Texto dado:
>>>>

En cuanto a unidad política, el Estado está
articulado por dos principios formales contrapuestos: la identidad y la representación.
La identidad surge de la existencia inmediata del pueblo respecto de sí mismo, mientras que la representación nace
de la necesidad de gobierno del
propio pueblo. En este sentido, la monarquía absoluta es la primacía del
principio de representación, mientras que la democracia implica la primacía del
principio de identidad. Sin embargo, tanto en un caso como en el otro, ambos
principios se combinan de manera diversa, no son excluyentes: la monarquía
necesita de la identidad y la democracia necesita de la representación
(Schmitt, 1996, p. 206).
Ahora bien,
en tanto que el parlamentarismo liberal solo está interesado en “limitar” tanto
el poder constituyente del pueblo como el del monarca, no puede ni representar
ni darle identidad a la unidad política. Como consecuencia de ello, se
crea una tensión permanente entre los dos principios que ponen en cuestión la
legitimidad del gobierno y, eventualmente, la del propio Estado. En realidad,
en esta tensión se revela la “estructura teológico-política” del Estado
moderno, puesto que la representación no
es un fenómeno normativo, sino existencial. La representación
actualiza algo imperceptible mediante un ser públicamente visible, de manera
que en ella aparece concretamente una forma elevada del ser (Schmitt,
1996, p. 209).
Pues bien, de
acuerdo con la definición inicial, entre el estado de excepción y la decisión
se despliega el drama fundacional, mediante el cual el poder constituyente
se transforma en poder constituido. Este drama se desarrolla en el seno del
orden jurídico-político constituido de ese momento, de suerte que uno de sus
componentes, la decisión, se independiza del otro, la norma, debido al estado de excepción
(Schmitt, 2009, p. 18).
Al ejercerse únicamente en el estado de excepción,
la soberanía excede toda organización jurídico-política, de suerte que, en el
corazón de todo orden constitucional, la soberanía espera siempre su momento de
actualización en las situaciones excepcionales (Löwith, 2007, pp. 146-147). Por
tal razón, el acto constitutivo de la decisión es verdaderamente un acto
de fundación, pues solo la decisión funda tanto la norma, como el orden
jurídico (Schmitt, 1996, pp. 30-31).
3. El fundamento
teológico de la soberanía: la experiencia religiosa de la repetición
Para
descubrir el origen del concepto de decisión utilizado por Schmitt, se
debe recurrir al método que él mismo creó bajo el concepto de analogía
teológico-política o teología política.
Por tal razón, se aplicará al concepto de soberanía del propio Schmitt
su propio método.
La fundación
de la analogía conceptual teológico-política o teología política no
habría sido posible sin el aporte de los llamados pensadores
contrarrevolucionarios o tradicionalistas como Joseph de Maistre, Louis de
Bonald y Juan Donoso Cortés. Cada uno de ellos descubrió el vínculo entre
teología y política a partir de la reflexión acerca del rol sociológico de la
religión al interior de la vida política de un pueblo. Schmitt, en cambio,
concibió esta disciplina como un método de comparación entre los conceptos jurídicos-políticos y los
conceptos teológico-metafísicos correspondientes a una época determinada
(Schmitt, 2009, p. 43).

<<<<

Objetivo planteado 1: Extrae del listado cada línea en la que aparezca la palabra "windmill" y cópiala tal cual.
El texto y el listado no guardan ninguna relación entre sí.

Ejemplos de etiquetado con puntos:
>>>>

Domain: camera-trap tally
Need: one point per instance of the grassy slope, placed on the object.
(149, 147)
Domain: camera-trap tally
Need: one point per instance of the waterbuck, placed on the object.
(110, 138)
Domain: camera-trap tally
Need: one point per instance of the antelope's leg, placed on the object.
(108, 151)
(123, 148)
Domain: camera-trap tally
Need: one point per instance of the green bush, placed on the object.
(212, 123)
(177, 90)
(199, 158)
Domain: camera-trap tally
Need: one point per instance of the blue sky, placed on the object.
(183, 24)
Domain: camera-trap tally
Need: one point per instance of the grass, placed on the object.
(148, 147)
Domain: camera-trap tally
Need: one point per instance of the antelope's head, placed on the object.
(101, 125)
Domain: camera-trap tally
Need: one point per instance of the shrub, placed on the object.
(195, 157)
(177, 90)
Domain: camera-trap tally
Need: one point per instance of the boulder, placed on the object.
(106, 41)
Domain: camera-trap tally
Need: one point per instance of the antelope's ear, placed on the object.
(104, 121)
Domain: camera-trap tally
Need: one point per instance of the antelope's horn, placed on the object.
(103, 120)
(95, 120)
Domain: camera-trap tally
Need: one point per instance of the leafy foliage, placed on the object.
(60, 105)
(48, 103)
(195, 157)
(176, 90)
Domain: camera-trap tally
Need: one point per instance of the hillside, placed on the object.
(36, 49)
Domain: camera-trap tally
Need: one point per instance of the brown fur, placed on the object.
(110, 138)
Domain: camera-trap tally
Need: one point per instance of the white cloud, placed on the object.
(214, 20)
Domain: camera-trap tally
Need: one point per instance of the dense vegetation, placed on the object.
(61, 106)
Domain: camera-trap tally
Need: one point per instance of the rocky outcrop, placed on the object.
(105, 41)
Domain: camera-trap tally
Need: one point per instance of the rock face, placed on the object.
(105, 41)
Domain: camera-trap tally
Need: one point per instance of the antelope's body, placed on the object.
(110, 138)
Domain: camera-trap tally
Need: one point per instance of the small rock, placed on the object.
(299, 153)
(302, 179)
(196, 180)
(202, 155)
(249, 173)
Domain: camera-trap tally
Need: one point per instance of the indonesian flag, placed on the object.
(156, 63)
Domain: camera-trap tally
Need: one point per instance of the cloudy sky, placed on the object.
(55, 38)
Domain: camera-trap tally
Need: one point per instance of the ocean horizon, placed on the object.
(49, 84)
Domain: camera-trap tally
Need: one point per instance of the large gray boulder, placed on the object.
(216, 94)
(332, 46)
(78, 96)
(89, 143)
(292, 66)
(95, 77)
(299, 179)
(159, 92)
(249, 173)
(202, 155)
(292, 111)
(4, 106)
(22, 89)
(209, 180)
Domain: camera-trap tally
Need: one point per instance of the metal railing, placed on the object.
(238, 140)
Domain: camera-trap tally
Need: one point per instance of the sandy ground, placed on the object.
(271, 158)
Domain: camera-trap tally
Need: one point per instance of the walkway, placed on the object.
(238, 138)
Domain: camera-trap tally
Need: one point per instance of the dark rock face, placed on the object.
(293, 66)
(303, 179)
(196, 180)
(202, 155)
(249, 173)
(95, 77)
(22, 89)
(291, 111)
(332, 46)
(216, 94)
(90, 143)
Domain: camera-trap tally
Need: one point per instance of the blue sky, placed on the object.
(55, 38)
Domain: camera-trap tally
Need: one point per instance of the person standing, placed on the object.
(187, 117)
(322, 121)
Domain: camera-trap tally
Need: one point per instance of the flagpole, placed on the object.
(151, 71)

<<<<
>>>>

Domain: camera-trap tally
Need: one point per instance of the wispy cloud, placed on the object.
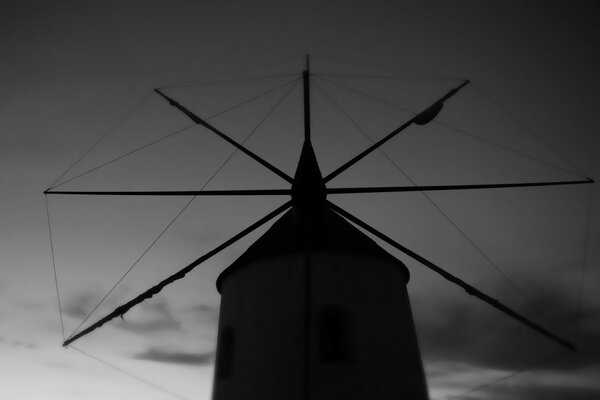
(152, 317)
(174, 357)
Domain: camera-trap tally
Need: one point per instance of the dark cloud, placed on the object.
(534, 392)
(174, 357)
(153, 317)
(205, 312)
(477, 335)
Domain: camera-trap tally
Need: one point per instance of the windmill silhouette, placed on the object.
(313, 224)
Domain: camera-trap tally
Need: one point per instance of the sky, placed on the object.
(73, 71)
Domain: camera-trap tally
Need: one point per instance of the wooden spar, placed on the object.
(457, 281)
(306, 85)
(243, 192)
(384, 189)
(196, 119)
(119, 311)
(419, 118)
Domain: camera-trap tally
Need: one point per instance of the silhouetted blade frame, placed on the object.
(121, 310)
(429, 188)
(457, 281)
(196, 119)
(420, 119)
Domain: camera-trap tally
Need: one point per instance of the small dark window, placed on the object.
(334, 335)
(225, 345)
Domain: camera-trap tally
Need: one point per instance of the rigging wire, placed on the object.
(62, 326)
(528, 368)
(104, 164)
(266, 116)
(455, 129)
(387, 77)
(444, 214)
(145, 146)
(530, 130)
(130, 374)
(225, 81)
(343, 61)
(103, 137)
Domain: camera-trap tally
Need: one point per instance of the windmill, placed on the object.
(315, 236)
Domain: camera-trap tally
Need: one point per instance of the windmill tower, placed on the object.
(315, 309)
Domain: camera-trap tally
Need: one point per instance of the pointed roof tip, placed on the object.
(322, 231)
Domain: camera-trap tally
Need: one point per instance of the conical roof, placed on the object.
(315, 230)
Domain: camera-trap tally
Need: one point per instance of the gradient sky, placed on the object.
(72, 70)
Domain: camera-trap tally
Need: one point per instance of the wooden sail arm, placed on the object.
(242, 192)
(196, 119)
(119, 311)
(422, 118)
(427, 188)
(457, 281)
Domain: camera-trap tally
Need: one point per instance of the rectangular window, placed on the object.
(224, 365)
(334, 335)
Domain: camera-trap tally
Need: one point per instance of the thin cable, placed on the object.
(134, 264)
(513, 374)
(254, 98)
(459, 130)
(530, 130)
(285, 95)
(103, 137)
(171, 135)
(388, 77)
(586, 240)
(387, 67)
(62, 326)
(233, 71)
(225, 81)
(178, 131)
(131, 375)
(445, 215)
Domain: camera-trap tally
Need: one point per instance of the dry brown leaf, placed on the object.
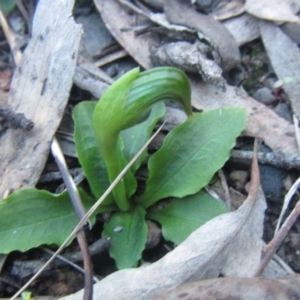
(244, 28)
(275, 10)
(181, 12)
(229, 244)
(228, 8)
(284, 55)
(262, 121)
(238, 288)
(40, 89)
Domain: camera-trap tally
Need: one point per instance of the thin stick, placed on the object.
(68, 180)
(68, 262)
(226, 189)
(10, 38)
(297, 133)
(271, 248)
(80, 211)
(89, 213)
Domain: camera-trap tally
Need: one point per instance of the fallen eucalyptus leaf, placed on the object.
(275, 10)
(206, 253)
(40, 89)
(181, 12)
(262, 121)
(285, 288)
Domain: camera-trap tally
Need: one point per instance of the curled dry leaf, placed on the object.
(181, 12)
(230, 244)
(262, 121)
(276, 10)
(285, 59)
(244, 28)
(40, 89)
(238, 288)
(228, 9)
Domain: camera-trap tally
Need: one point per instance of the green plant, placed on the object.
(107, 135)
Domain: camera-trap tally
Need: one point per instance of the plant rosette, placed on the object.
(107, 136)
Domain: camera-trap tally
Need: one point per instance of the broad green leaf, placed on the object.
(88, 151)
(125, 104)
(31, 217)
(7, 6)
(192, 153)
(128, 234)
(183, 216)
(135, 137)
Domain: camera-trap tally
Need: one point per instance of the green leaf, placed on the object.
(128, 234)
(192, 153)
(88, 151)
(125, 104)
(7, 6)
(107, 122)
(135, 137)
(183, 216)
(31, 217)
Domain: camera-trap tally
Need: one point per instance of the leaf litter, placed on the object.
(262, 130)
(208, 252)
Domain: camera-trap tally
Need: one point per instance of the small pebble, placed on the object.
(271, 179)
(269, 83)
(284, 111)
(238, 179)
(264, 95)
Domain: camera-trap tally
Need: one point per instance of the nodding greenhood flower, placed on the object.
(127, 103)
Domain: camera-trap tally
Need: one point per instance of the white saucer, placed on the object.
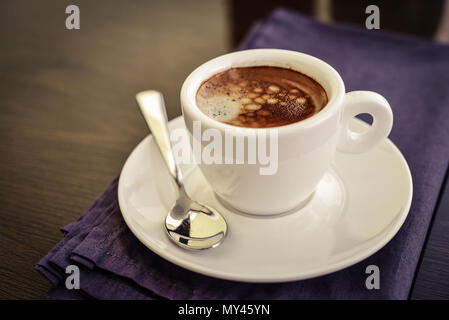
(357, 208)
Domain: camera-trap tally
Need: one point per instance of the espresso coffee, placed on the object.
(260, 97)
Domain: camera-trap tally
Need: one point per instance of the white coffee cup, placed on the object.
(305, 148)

<<<<
>>>>

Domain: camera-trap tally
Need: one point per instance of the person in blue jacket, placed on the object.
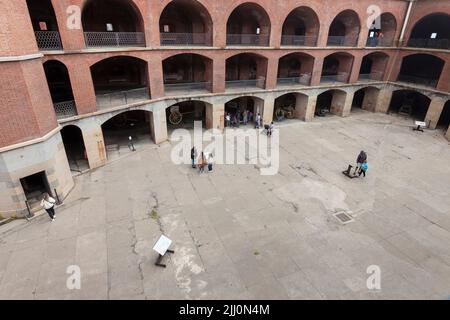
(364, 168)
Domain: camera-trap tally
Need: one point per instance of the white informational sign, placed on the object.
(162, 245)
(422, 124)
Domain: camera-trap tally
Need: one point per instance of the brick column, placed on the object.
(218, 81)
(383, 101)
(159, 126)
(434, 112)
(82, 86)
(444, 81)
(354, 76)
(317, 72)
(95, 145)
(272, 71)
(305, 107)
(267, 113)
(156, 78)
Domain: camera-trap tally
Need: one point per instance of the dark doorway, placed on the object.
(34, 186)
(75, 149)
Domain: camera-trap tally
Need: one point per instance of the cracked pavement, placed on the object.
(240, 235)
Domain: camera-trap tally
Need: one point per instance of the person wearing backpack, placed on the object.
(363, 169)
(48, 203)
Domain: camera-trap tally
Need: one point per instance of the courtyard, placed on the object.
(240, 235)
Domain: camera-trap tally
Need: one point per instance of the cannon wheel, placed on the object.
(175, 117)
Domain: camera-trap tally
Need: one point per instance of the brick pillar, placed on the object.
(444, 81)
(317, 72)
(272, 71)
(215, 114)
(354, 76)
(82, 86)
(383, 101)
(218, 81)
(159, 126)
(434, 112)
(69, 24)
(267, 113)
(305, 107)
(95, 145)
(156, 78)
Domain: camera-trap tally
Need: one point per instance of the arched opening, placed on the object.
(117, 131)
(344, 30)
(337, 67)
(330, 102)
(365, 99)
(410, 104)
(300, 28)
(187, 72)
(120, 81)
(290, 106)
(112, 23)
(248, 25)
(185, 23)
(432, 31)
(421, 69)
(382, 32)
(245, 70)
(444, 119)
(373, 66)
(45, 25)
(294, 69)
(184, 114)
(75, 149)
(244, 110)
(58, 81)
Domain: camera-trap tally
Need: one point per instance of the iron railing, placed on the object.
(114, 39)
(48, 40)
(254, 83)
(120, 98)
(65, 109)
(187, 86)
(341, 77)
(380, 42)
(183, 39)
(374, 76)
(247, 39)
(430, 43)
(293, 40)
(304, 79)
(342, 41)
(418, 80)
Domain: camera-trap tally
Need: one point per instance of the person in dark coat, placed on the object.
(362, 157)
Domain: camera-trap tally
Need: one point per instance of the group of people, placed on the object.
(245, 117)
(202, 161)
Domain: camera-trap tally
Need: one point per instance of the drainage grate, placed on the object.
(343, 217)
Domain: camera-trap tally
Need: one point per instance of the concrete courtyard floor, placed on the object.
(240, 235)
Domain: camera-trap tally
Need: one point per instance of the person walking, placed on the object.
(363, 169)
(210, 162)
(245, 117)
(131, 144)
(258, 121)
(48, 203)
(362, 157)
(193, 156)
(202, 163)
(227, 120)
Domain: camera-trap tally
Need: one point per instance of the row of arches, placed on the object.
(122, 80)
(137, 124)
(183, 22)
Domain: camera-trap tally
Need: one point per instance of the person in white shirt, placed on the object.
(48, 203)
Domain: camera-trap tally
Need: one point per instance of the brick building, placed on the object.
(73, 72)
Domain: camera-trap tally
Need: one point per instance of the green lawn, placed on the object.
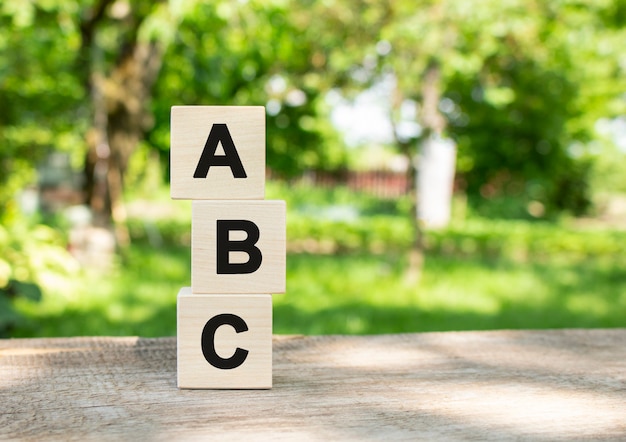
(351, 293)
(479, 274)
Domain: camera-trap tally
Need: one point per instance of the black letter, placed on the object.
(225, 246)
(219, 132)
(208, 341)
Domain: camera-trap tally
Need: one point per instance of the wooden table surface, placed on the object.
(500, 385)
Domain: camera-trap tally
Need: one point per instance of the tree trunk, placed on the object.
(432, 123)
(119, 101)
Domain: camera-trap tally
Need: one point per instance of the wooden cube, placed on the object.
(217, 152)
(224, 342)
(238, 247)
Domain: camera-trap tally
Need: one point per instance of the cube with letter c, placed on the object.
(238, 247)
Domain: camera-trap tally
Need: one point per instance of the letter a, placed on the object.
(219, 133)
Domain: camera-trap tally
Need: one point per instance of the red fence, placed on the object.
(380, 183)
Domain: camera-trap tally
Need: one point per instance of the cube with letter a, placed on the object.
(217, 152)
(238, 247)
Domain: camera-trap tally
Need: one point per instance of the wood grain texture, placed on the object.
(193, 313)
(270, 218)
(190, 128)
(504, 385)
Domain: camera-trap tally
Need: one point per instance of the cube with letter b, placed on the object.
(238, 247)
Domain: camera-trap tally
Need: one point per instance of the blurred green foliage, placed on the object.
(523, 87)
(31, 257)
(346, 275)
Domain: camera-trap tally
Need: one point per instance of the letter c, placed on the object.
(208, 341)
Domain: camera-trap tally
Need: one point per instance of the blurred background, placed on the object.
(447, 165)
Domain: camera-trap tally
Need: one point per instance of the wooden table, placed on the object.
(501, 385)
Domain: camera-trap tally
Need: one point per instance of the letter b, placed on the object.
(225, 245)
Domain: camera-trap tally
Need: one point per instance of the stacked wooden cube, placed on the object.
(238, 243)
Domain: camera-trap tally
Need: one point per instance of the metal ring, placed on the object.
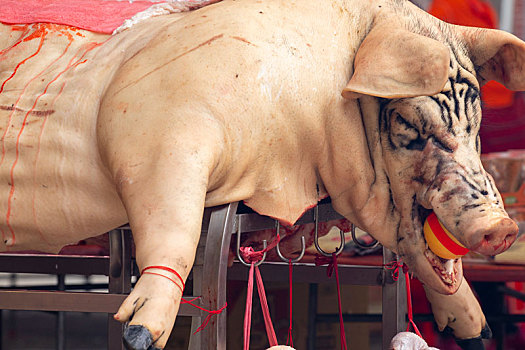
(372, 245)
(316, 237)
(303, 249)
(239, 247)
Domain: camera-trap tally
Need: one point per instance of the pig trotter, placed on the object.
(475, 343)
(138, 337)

<<<<

Objetivo planteado 2: Reescribe el texto sobre la soberanía desde "Al ejercerse únicamente" hasta "o teología política.", ambos incluidos, y renombra "soberanía" como "autoridad suprema" en todo ese tramo.

Respuesta completa 1:
Need: one point per instance of the windmill silhouette, placed on the object.
Need: one point per instance of the windmill, placed on the object.
Need: one point per instance of the windmill tower, placed on the object.

Respuesta completa 2:
Al ejercerse únicamente en el estado de excepción,
la autoridad suprema excede toda organización jurídico-política, de suerte que, en el
corazón de todo orden constitucional, la autoridad suprema espera siempre su momento de
actualización en las situaciones excepcionales (Löwith, 2007, pp. 146-147). Por
tal razón, el acto constitutivo de la decisión es verdaderamente un acto
de fundación, pues solo la decisión funda tanto la norma, como el orden
jurídico (Schmitt, 1996, pp. 30-31).
3. El fundamento
teológico de la autoridad suprema: la experiencia religiosa de la repetición
Para
descubrir el origen del concepto de decisión utilizado por Schmitt, se
debe recurrir al método que él mismo creó bajo el concepto de analogía
teológico-política o teología política.